■ INPUT MATERIAL
#####

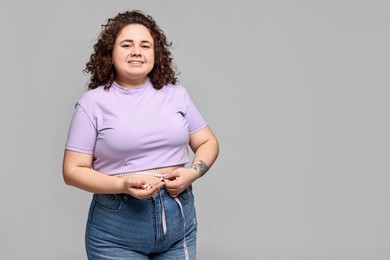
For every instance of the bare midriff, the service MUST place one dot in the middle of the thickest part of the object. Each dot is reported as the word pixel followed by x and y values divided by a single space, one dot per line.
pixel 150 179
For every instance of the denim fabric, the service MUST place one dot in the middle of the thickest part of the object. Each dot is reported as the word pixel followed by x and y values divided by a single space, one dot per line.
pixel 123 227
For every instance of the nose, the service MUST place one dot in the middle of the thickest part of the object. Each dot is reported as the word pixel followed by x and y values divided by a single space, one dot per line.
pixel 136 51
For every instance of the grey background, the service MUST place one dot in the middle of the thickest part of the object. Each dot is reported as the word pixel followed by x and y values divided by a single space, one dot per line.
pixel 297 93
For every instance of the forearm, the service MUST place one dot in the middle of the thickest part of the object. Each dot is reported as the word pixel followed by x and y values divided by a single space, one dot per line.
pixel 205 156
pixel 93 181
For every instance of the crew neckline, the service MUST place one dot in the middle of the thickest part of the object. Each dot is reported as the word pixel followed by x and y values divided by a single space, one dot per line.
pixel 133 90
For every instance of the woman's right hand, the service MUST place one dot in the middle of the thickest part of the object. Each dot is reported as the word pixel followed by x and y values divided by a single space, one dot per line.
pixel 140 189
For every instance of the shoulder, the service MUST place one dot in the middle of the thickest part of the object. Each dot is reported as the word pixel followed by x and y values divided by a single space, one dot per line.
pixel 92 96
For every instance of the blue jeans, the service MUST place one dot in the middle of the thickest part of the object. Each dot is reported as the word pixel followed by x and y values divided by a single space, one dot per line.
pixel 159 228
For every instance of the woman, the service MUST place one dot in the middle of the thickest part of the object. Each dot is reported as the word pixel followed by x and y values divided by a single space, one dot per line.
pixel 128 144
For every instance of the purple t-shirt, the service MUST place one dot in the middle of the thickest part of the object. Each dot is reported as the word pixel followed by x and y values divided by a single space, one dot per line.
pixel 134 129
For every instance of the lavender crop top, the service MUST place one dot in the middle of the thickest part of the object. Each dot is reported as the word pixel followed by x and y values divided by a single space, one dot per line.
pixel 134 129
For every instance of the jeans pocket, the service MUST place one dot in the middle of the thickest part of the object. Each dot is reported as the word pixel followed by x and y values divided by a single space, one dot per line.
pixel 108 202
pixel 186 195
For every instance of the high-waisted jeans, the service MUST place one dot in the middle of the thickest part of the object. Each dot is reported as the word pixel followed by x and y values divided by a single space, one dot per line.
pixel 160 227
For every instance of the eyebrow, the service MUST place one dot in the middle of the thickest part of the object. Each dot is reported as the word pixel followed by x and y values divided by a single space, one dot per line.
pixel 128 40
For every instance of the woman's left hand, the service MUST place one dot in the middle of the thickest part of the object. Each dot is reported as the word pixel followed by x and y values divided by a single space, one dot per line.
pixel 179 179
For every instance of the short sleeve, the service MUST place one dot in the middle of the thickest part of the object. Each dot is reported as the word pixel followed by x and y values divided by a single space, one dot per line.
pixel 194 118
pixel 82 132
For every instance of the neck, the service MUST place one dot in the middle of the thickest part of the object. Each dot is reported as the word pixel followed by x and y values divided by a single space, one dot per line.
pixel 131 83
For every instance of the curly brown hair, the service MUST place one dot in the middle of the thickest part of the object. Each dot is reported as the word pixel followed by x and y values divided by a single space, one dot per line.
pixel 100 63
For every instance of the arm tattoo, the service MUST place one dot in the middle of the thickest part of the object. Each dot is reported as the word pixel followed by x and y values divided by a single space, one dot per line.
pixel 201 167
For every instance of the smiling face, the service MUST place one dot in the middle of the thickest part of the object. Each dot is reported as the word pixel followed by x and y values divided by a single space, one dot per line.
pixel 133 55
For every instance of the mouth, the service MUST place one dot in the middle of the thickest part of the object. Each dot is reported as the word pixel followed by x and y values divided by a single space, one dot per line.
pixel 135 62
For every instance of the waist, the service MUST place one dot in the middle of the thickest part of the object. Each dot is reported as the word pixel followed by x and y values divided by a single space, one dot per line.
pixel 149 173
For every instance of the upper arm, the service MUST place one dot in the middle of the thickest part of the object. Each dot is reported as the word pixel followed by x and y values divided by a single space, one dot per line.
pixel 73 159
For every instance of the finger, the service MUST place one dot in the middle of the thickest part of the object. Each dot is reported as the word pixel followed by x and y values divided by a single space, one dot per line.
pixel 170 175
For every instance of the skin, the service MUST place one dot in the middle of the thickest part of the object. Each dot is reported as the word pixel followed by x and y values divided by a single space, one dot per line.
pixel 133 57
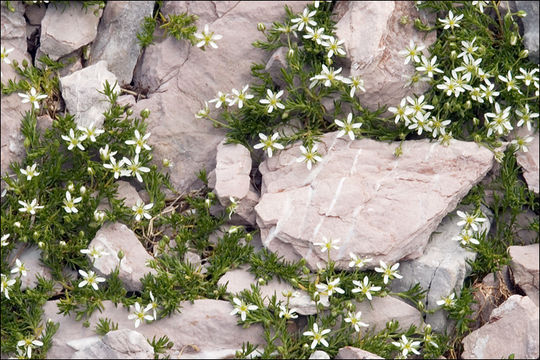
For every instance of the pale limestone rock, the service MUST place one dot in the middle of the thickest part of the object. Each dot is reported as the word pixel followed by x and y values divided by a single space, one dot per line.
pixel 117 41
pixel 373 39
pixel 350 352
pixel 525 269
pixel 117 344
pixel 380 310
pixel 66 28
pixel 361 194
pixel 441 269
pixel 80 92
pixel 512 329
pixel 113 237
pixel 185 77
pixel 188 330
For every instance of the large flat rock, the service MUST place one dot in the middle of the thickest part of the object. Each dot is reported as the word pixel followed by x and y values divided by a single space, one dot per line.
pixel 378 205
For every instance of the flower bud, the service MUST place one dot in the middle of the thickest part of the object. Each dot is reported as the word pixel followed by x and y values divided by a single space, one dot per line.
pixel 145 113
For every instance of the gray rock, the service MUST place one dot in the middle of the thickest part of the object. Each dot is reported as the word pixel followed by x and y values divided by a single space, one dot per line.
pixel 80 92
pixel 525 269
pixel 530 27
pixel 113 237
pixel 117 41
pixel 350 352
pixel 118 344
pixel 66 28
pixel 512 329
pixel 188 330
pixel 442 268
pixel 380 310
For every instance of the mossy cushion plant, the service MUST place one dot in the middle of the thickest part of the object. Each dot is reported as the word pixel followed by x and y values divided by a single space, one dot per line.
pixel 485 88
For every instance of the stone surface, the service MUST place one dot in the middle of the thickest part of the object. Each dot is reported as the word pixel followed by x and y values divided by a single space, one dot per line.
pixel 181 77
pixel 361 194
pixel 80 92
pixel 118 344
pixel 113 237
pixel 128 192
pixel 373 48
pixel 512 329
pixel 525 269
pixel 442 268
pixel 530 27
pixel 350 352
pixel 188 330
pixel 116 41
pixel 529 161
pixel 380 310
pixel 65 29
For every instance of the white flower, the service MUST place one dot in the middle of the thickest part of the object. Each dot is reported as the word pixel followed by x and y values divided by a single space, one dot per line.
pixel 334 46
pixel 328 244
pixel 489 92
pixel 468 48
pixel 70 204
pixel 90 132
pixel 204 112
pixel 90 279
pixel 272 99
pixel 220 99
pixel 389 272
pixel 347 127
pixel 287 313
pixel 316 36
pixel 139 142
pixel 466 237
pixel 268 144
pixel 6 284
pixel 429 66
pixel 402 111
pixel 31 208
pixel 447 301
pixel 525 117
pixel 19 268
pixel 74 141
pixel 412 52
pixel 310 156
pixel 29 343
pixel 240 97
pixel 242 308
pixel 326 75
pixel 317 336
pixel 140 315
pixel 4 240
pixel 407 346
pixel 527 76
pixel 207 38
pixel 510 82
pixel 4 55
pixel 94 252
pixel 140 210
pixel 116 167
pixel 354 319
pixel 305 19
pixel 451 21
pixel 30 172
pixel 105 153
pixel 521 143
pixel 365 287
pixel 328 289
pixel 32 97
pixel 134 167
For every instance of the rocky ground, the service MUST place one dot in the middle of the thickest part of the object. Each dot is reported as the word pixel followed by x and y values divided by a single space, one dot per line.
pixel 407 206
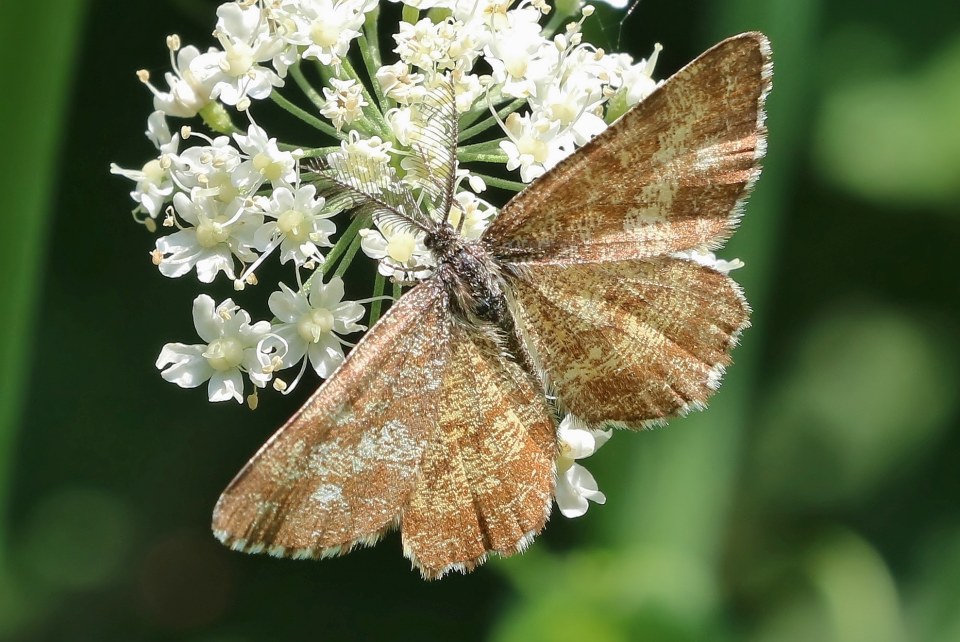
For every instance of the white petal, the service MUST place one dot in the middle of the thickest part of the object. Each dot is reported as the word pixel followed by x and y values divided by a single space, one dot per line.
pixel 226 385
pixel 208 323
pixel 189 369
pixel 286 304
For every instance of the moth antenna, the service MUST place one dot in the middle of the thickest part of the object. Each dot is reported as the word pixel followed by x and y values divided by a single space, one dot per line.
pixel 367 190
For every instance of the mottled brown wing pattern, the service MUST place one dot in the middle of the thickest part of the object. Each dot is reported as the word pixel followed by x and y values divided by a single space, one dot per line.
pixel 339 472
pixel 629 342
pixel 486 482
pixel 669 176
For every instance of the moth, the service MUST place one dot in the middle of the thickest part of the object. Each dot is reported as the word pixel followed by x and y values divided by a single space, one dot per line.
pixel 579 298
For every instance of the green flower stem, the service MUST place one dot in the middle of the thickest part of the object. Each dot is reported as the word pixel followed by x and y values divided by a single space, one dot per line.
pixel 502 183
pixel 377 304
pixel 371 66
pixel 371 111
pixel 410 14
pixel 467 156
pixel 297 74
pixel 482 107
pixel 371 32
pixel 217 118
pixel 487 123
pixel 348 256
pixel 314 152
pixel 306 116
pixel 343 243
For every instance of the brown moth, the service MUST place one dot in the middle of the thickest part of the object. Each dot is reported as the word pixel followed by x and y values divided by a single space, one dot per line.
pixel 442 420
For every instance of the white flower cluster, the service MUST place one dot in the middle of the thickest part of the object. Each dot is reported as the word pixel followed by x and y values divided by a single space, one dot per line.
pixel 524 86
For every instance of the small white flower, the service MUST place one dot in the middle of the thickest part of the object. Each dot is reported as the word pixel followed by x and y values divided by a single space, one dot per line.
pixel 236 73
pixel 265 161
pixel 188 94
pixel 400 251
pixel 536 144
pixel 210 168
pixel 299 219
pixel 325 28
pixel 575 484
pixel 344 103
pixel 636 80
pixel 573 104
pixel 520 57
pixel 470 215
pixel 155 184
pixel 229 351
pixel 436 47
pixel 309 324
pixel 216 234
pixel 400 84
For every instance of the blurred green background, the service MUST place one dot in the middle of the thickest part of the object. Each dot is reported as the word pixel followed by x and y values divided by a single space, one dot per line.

#####

■ TASK OBJECTIVE
Reproduce the records starting with the line that contains "For every instance of the finger, the" and going on through the line that contains "pixel 133 57", and add 134 to every x and y coordinate value in the dots. Leave the wording of everything else unchanged, and omit all other records.

■ EXERCISE ANSWER
For every instance of the finger, the service MUST place one dot in the middle of the thickest part of the object. Each dot is reported as the word pixel followed by x and y values divided by a single space, one dot per line.
pixel 304 309
For every instance of the skin, the service MUST place one dot in the middle of the thickest part of the object. Each dot is reported as the word pixel followed by x and y values divided by a single space, one dot per line.
pixel 267 191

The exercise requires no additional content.